• TÂCHE DEMANDÉE 1:
Relevez toutes les lignes qui contiennent le mot «instance», en tenant compte de la casse.

• TEXTE FOURNI:
↓
On dirait que les deux écrivains ont rêvé un même univers.

JG.Ballard, lui, a écrit Vermilion Sands,, "cette bizarre station balnéaire ancrée dans les sables, avec sa léthargie, son mal des plages" pour lui, le paysage est embrasé, "déformé par quelque distorsion de l'espace et du temps". Là, règne Aurora Day, une Médée blême qui ressemble à une madone de Dali... Les femmes sont dangereuses dans ces nouvelles, vénéneuses comme des colchiques....

Anonyme a dit…

Elle est aussi là Muse de la poésie débarquant sans crier gare dans une société d’oisifs où la machine arrange bien les choses. Et sa venue comme son départ remettent les pendules à l’heure! Je ne reprocherai pas à Ballard d’avoir évité Dali….

Christiane a dit…
Ce commentaire a été supprimé par l'auteur.
Christiane a dit…

Le départ d'une Muse... Françoise Hardy

Christiane a dit…

Cette toile de Dali, nommée aussi "Les montres molles" est vraiment liée à cette nouvelle et à la trilogie de béton.
Le temps s'est arrêté, il coule vers le néant. Des fourmis grimpent à l'assaut de ce paysage surréaliste figé comme s'il était en putréfaction. La mort règne dans une lente métamorphose du vivant. Une créature gît au centre de la toile. L'arbre est sec et mort.
Ballard dans ces nouvelles comme dans la trilogie de béton est obsédé par la mort et l'absurdité d'un temps qui coule sans qu'il trouve une raison d'être vivant.
Ces écritures sont mélancoliques, désabusées.
Je ne trouve pas que ce personnage féminin soit la Muse de la poésie. Tout ce monde sophistiqué et vain semble gagné aussi par la putréfaction, l'immobilité, la vacuité.

Anonyme a dit…

C’est pourtant ce que sous-entend la fin : ces poètes qui , sans se donner le mot, renoncent à leurs machines à poesie, et écrivent tous un poème dédié à Aurore Lejour alors qu’elle les a quittés. Et c’est une très belle fin. Pas obsédée du tout par la mort ou Dali…

Christiane a dit…
Ce commentaire a été supprimé par l'auteur.
↑
• LIGNES FOURNIES:
↓
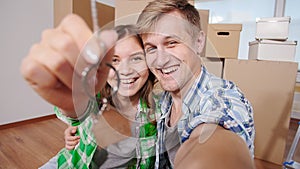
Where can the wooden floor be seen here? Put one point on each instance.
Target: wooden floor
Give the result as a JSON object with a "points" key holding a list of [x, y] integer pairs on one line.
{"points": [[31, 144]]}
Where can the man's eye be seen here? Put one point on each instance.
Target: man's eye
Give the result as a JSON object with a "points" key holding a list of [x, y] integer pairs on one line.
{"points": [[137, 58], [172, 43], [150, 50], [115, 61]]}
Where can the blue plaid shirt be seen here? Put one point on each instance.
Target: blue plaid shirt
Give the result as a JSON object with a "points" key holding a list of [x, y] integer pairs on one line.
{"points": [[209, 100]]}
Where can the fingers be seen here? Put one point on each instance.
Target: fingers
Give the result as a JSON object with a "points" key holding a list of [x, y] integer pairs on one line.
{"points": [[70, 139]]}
↑
↓
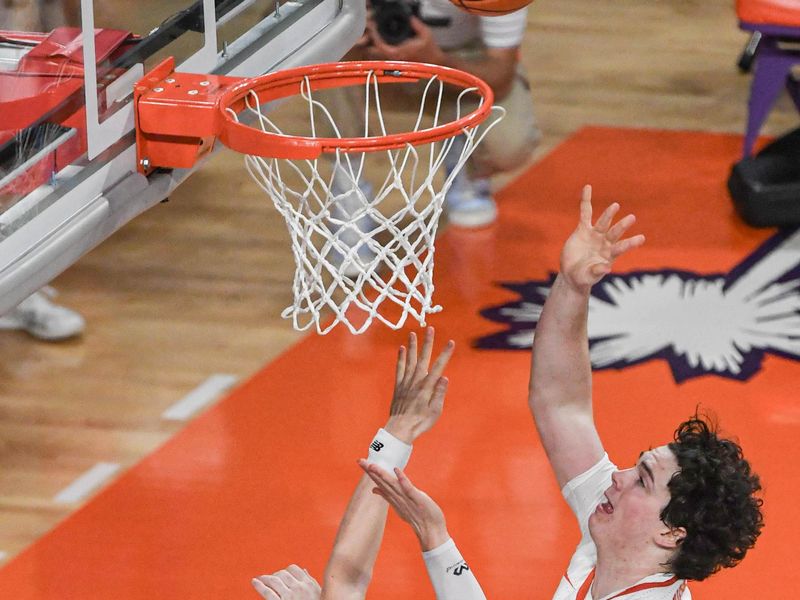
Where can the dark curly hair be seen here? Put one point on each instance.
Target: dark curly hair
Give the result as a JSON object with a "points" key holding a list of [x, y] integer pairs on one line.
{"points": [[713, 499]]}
↑
• TÂCHE DEMANDÉE 2:
Dans le texte fourni, à quelle plante les femmes des nouvelles sont-elles comparées pour leur caractère vénéneux ?

• RÉSULTAT 1:
Where can the wooden floor be seen here? Put one point on each instance.
Where can the man's eye be seen here? Put one point on each instance.
Where can the blue plaid shirt be seen here? Put one point on each instance.
Where can the fingers be seen here? Put one point on each instance.
Where can the dark curly hair be seen here? Put one point on each instance.

• RÉSULTAT 2:
Elles sont comparées à des colchiques.